Problem to work on |
Please return each of the entries that follow, unchanged in every word.

Excerpted records |

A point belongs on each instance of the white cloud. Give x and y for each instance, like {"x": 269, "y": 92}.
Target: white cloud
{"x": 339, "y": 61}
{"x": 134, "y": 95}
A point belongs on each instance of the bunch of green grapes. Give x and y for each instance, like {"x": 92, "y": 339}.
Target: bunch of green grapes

Final answer |
A point belongs on each instance of the white cloud. Give x and y for each instance, like {"x": 269, "y": 92}.
Target: white cloud
{"x": 339, "y": 61}
{"x": 134, "y": 95}
A point belongs on each instance of the bunch of green grapes. Give x and y for each instance, like {"x": 92, "y": 339}.
Target: bunch of green grapes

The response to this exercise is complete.